WHAT IS REQUIRED =>
Write out the part of the HDR processing text between "If you are interested in how" and "on the web...", inclusive.

──────── READING PASSAGE

If you are interested in how I process my HDR photos, your best bet is to review this post which is my HDR tutorial based on using Photomatix (though admittedly, I need to make some updates to it) to create the base HDR photo, and then this post which shows how I use Color Efex Pro to finish my HDR photos.  While each image is different, I repeatedly use many of the same filters for my HDR work.  And yes, I still use the "traditional" method most of the time.  Feel free to use the contact form on my site footer to email me with questions.  I'm happy to help, though I don't have all the answers.  So, here are some more great resources on the web...

If you are interested in learning about Luminosity Masks and how to use them, the best resource I know of is this one, created by my friend (and very talented photographer) Jimmy McIntyre.  He has a number of courses available for purchase, and they are definitely worth checking out!

────────────────
──────── DATASET ROWS

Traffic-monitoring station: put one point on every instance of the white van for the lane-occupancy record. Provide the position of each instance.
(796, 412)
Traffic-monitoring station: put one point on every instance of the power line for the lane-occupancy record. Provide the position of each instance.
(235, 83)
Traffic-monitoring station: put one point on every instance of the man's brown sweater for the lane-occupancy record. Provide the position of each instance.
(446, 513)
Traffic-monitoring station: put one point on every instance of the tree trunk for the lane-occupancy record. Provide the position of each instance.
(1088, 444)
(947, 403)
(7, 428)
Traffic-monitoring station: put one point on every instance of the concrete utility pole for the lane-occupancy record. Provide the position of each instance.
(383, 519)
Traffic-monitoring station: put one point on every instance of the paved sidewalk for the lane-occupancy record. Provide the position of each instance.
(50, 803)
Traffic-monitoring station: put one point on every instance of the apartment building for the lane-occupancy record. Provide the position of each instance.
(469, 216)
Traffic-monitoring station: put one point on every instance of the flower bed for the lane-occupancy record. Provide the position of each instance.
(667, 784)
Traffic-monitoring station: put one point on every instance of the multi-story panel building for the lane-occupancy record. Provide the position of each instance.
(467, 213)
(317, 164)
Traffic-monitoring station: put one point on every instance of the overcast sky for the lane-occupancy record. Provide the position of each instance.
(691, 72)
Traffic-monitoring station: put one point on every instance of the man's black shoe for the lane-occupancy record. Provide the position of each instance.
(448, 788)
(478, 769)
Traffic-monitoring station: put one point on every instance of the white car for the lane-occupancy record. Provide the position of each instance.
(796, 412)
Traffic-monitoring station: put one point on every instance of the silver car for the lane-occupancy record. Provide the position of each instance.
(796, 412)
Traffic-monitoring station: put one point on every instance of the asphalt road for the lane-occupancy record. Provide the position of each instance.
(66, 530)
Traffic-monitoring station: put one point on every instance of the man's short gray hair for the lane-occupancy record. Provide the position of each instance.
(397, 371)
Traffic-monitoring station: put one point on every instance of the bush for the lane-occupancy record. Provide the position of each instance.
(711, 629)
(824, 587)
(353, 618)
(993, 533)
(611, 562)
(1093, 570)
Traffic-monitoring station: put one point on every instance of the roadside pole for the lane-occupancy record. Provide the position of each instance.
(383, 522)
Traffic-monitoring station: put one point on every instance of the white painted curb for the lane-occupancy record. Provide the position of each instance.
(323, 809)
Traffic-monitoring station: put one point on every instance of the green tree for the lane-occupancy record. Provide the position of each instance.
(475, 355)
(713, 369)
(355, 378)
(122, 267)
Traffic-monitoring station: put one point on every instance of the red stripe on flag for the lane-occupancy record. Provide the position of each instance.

────────────────

EXERCISE SOLUTION =>
If you are interested in how I process my HDR photos, your best bet is to review this post which is my HDR tutorial based on using Photomatix (though admittedly, I need to make some updates to it) to create the base HDR photo, and then this post which shows how I use Color Efex Pro to finish my HDR photos.  While each image is different, I repeatedly use many of the same filters for my HDR work.  And yes, I still use the "traditional" method most of the time.  Feel free to use the contact form on my site footer to email me with questions.  I'm happy to help, though I don't have all the answers.  So, here are some more great resources on the web...